===== Document segment =====

Gender equality in the geosciences: is it a numbers game?

Gender equality in the geosciences: is it a numbers game?

Here’s a tricky question for you. Try and name a woman in geoscience who has won an award for their studies in the last 5 years? How about a man? Chances are it is much easier to think of a male geoscientist who has won an award than a female one, but is that because more men win awards in geoscience than women (compared to the number of male and female geoscientists)?

This was the question that was raised at an innovative session co-organised by the European Research Council on ‘Promoting and supporting equality of opportunities in geosciences’, at the European Geosciences Union’s General Assembly in April this year. The session focused on gender based equality, and addressed the experiences of women from subject-based, institutional, national, and organisational levels. As well as the individual experiences described in the session, questions were also asked more broadly of the role of large organisations such as the publishing houses (including Nature and Science), the European Research Council and EGU – with a particular focus on recognition and awards.

Awards are not only useful for career progression for early career scientists (ECS), but also raise the profile of the researchers gaining them, who act as role models for junior staff and students. If women are missing out on awards that could not only impact negatively on the career prospects of those individuals, but also reflect a bigger issue in how women in geoscience are rewarded (or not) for their work.

The EGU has a unique insight into the question of gender equality in the geosciences as it has some data from its members, but also presents several of our discipline’s most prestigious awards and medals, to both advanced and early careers scientists. Alberto Montanari, the outgoing Chair of the EGU Awards Committee, presented the results of an investigation into the balance of male and female award winners.

===== Data extract =====

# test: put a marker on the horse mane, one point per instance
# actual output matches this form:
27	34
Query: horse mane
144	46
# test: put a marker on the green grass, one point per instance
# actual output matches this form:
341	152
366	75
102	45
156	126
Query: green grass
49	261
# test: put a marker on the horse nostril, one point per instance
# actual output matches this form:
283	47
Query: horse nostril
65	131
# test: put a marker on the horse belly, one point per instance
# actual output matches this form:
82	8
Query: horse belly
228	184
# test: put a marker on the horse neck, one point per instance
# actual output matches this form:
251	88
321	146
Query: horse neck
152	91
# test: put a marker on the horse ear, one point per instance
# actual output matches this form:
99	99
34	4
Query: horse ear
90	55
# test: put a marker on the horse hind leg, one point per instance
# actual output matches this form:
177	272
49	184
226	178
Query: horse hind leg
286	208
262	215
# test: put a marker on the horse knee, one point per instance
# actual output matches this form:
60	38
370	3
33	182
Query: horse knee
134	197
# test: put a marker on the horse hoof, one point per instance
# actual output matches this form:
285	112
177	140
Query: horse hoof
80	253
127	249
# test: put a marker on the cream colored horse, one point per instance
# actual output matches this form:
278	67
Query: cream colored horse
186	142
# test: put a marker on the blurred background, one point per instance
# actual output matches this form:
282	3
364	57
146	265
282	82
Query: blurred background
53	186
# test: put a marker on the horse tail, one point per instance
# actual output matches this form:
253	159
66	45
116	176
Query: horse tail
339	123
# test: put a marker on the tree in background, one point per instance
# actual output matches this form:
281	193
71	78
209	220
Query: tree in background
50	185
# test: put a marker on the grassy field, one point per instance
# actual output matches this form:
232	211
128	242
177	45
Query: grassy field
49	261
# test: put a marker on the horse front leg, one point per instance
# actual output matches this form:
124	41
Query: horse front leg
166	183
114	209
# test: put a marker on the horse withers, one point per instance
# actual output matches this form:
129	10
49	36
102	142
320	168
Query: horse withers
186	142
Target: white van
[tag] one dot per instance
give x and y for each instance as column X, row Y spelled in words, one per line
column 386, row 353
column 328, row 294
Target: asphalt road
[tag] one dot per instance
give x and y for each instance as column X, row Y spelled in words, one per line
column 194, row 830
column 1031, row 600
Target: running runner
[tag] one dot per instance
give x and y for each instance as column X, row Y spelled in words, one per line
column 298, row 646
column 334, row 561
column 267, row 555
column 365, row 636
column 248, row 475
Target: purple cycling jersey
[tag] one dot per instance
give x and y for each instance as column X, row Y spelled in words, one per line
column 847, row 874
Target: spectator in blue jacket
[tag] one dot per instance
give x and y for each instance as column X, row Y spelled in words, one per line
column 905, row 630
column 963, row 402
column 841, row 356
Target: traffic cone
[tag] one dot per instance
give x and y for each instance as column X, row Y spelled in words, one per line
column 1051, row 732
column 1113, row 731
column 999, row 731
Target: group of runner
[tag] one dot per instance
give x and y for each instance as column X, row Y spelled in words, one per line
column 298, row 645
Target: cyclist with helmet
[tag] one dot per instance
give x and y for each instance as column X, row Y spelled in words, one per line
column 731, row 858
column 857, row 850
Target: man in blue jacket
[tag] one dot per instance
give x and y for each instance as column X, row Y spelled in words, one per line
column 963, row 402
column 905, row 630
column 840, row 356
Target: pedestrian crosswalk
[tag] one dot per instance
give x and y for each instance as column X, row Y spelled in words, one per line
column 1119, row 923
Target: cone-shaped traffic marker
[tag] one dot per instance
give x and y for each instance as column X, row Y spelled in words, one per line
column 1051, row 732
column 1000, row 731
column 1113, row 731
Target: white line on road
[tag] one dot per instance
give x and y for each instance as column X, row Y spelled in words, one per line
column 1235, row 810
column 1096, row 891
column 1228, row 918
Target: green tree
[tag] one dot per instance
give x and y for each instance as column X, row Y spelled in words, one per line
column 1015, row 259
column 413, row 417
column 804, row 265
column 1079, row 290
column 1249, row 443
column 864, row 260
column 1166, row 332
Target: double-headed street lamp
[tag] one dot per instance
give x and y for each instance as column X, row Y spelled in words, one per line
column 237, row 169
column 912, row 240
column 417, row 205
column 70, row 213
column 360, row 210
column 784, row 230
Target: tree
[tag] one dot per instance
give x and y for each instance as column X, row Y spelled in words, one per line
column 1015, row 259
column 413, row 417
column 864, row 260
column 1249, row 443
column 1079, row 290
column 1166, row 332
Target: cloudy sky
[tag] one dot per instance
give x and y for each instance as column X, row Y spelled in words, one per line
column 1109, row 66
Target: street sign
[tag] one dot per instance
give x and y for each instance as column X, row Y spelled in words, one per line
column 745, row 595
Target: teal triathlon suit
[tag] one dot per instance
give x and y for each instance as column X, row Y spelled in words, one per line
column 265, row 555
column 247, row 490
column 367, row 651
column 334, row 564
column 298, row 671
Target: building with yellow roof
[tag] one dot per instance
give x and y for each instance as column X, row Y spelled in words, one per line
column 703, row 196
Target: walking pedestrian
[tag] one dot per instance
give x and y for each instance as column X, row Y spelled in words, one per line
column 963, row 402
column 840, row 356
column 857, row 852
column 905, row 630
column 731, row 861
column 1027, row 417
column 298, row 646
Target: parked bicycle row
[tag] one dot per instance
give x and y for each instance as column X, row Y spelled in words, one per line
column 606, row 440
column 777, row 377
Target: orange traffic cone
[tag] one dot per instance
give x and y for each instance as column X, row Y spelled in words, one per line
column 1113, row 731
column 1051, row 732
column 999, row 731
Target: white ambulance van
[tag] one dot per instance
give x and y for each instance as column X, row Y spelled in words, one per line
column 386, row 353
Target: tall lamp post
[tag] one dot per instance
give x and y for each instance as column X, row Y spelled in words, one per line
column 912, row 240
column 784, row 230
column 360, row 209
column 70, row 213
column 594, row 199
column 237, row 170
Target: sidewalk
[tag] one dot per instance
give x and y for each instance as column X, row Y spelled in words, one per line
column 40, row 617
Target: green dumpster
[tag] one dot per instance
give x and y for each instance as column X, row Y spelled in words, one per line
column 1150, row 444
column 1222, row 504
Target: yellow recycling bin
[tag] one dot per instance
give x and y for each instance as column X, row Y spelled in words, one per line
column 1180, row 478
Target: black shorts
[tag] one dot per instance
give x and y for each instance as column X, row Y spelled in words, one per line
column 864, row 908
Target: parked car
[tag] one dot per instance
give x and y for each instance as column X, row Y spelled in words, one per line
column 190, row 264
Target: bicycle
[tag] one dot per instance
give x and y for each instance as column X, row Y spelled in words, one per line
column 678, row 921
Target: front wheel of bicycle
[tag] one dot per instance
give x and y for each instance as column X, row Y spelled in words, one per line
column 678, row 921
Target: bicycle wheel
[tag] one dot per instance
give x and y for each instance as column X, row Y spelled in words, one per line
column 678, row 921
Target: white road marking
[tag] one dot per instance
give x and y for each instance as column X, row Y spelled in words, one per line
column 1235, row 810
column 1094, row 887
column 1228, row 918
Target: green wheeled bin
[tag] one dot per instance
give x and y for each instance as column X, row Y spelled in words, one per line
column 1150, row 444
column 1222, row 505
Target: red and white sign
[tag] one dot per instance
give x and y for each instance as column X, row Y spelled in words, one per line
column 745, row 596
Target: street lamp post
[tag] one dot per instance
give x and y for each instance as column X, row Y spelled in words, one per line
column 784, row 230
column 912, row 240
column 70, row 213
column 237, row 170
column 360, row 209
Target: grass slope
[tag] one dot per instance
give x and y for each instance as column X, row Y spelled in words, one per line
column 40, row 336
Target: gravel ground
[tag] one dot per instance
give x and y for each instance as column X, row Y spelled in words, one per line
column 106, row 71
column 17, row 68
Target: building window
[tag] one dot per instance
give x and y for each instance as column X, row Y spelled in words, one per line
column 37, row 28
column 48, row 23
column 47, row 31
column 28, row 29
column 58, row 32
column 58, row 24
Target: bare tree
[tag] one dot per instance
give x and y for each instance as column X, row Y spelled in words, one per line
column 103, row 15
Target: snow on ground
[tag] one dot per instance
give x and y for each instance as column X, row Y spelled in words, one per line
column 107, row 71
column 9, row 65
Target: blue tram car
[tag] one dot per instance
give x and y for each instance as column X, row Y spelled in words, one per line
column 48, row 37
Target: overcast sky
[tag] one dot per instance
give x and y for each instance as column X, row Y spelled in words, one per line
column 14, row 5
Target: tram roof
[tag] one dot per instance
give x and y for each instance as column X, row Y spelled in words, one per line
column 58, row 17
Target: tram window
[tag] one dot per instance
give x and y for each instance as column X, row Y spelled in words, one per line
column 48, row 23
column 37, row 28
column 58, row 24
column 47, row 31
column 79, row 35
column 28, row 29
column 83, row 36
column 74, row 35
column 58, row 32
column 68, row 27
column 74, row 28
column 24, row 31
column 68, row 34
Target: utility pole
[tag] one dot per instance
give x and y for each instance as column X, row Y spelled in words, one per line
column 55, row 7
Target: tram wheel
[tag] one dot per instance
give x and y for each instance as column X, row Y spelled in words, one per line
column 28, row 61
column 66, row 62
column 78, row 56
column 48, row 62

=====
===== Data extract =====

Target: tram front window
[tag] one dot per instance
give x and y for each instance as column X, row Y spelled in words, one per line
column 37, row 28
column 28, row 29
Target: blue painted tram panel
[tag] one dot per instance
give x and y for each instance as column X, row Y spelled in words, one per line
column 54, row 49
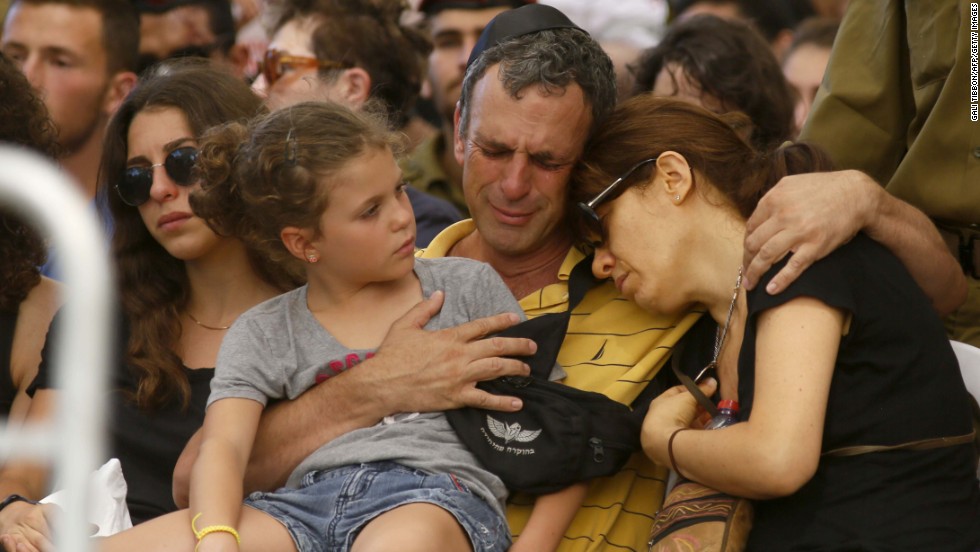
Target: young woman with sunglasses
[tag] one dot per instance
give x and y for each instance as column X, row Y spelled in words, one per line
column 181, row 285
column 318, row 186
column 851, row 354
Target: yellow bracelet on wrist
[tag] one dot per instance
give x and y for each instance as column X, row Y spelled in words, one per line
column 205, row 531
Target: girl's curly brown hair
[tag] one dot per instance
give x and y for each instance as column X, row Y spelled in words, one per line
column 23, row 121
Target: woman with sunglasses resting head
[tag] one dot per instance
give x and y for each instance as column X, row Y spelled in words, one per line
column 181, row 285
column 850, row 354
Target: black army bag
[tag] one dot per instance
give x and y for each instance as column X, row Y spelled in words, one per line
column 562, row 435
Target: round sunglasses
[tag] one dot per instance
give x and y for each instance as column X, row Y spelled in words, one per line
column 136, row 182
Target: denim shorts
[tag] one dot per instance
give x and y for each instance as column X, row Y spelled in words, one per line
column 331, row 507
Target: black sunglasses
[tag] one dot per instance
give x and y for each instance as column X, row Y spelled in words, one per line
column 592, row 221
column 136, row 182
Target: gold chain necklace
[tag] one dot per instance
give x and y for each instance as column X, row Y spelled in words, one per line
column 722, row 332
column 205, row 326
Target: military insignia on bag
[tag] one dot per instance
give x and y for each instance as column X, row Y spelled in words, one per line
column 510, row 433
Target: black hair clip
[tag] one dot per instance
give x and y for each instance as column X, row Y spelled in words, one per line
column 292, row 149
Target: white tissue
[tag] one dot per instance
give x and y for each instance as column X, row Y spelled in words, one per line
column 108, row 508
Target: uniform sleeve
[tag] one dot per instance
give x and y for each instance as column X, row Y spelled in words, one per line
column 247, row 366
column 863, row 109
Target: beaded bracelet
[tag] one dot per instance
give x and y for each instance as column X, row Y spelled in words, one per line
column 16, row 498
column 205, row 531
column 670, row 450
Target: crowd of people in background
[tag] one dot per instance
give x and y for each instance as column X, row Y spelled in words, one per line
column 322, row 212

=====

** Tasks **
a – In the excerpt on gender equality in the geosciences, who presented the results of an investigation into the balance of male and female award winners?
b – Carry the excerpt on gender equality in the geosciences forward, starting right after its final sentence.
The entries come from a source unrelated to the excerpt on gender equality in the geosciences.

** Replies **
a – Alberto Montanari, the outgoing Chair of the EGU Awards Committee, presented those results.

b –
First, some numbers. Every year the European Geosciences Union awards dozens of prizes to some of the world’s leading geoscientists. These prizes cover Union Medals and Awards, Division Medals, and Division Outstanding Early Career Scientists Awards (previously known as the Division Outstanding Young Scientists Award) . All award or medal nominees must be members of EGU to be eligible. The 2016 awards received 155 nominations, of which 16% were for female scientists. Of the total 49 prizes given this year eight were for female scientists (three of those were for early careers scientists). What is also important to note is the total number of EGU members divided by gender. In 2015, 69% of members were male and 31% were female, with the difference between male and female member proportions more pronounced for early careers scientists.

How visible are women in geoscience? (Mapping the Algerian shoreline credit: Filippo Dallosso, distributed via imaggeo.egu.eu)

How visible are women in geoscience? (Mapping the Algerian shoreline. Credit: Filippo Dallosso, distributed via imaggeo.egu.eu)

Secondly came an interesting question – how do we compute gender equality for award winners? Do we calculate the total number of female award winners per female membership percentage, or the total number of female award winners by the whole population of members – male and female? This question raises an interesting dilemma as both methods have positives and negatives. If we calculate the number of female winners by the population of female members then essentially this is saying men and women have an equal chance of winning within their gender grouping. However this masks the potential for women to be underrepresented within the organisation, as is currently the case in EGU right now.

On the other hand if we calculate the number of female award winners by the total population of members (male or female) the female winners become equally as visible as the male winners. This can act as a catalyst that places the EGU as a gender balanced society, which could in theory encourage greater female membership. On the negative side, it does make it more competitive (proportionally) for members that want to win an award, and this is not what gender equality should be about.

When asked which of the two approaches he thought would be more useful in promoting greater gender equality in the geosciences, Montanari said:

“My opinion is that it is more appropriate to refer to the percentage of female awardees over the female membership. I think this is much more protective for women themselves, as awarding excessive recognition weakens the value of awarded women. Many women have confirmed this interpretation.”

He also added:

“This is a delicate question that would deserve a more profound discussion.”

One final thought on this issue, came, repeatedly from both the audience and the speakers. Although it is vitally important that gender equality is addressed in geoscience, it is not the only type of equality that needs to be examined. We need to be aiming for parity in racial, national and disability accessibility, to name just a few areas and it is hoped that in the future, EGU sessions like this one will continue to challenge our preconceptions of equality and fairness in our science.

By Hazel Gibson, EGU General Assembly Press Assistant and Plymouth University PhD student.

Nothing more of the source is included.